Dataset rows:
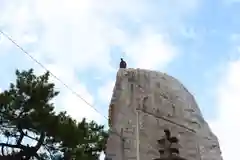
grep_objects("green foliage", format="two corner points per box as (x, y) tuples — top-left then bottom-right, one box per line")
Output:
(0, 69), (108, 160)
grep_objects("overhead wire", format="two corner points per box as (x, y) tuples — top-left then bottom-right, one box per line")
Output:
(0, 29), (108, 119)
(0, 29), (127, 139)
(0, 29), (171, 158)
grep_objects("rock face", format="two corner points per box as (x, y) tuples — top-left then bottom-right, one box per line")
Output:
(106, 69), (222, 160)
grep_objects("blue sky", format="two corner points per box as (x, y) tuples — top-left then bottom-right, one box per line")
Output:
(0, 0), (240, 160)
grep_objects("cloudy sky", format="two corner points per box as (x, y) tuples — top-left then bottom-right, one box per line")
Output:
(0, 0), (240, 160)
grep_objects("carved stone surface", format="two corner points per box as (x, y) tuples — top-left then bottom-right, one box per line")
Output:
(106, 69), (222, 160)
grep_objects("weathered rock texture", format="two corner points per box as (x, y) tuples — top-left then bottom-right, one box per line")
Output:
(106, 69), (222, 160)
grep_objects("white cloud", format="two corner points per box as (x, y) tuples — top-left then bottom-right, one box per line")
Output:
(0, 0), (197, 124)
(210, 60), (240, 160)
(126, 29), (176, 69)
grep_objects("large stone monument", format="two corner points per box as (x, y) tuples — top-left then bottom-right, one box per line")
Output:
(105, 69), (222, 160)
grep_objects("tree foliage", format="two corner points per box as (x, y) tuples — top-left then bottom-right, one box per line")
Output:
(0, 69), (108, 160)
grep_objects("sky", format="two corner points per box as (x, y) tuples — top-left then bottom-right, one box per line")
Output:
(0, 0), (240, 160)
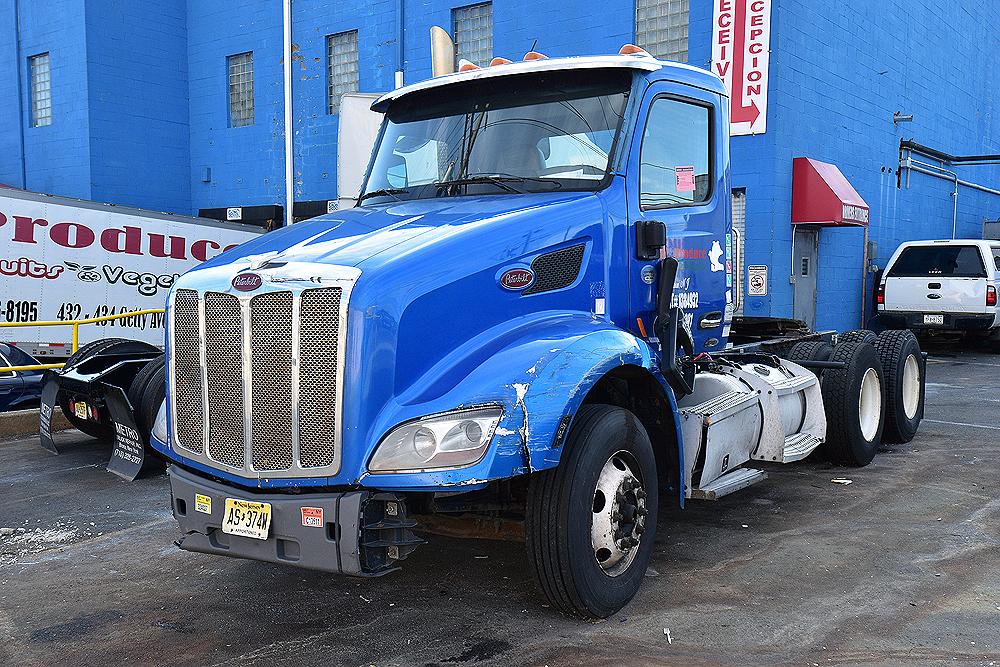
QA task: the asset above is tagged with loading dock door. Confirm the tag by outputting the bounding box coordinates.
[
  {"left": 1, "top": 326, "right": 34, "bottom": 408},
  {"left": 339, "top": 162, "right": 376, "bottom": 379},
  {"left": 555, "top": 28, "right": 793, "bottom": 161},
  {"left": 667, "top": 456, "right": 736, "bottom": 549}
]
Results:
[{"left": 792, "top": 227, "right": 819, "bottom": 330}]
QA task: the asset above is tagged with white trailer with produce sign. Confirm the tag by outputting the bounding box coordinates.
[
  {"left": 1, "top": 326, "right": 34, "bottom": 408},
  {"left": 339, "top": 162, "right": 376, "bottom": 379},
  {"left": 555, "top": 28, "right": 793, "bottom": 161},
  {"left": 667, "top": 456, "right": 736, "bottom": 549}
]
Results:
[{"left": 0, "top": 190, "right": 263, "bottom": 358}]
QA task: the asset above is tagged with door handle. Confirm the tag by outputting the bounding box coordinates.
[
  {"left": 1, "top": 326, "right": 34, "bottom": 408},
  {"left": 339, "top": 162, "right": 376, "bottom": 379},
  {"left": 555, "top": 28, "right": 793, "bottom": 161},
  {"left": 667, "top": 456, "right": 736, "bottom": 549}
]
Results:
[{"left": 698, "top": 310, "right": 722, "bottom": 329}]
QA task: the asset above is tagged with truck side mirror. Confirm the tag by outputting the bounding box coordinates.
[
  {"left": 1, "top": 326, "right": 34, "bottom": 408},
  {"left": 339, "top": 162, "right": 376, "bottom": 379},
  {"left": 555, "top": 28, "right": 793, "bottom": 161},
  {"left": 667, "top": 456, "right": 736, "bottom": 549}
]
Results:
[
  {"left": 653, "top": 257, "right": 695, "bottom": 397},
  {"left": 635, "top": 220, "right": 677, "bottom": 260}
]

Task objective: Repeat, with no changes, each line from the one with "QA task: the asset above is tagged with white" to the end of the listing, including both ends and nothing else.

Finished answer:
QA task: the asset above is tagged with white trailer with produce sign. Confirm the tag by outputting the bounding box coordinates.
[
  {"left": 1, "top": 326, "right": 34, "bottom": 408},
  {"left": 339, "top": 162, "right": 376, "bottom": 379},
  {"left": 555, "top": 28, "right": 793, "bottom": 161},
  {"left": 667, "top": 456, "right": 736, "bottom": 549}
]
Results:
[{"left": 0, "top": 190, "right": 263, "bottom": 358}]
QA task: the asset above is tagged with door handle. Confirm the tag by outputting the bounding box coordinates.
[
  {"left": 1, "top": 326, "right": 34, "bottom": 408},
  {"left": 339, "top": 162, "right": 376, "bottom": 379},
  {"left": 555, "top": 28, "right": 793, "bottom": 161},
  {"left": 667, "top": 456, "right": 736, "bottom": 549}
]
Results:
[{"left": 698, "top": 310, "right": 722, "bottom": 329}]
QA task: the asset above is tagged with truck side mirror. Confirm the tag by outputting the bounding box coordinates.
[
  {"left": 1, "top": 326, "right": 34, "bottom": 408},
  {"left": 339, "top": 162, "right": 376, "bottom": 379},
  {"left": 555, "top": 28, "right": 793, "bottom": 161},
  {"left": 667, "top": 456, "right": 736, "bottom": 549}
]
Results:
[
  {"left": 653, "top": 257, "right": 695, "bottom": 397},
  {"left": 635, "top": 220, "right": 677, "bottom": 260}
]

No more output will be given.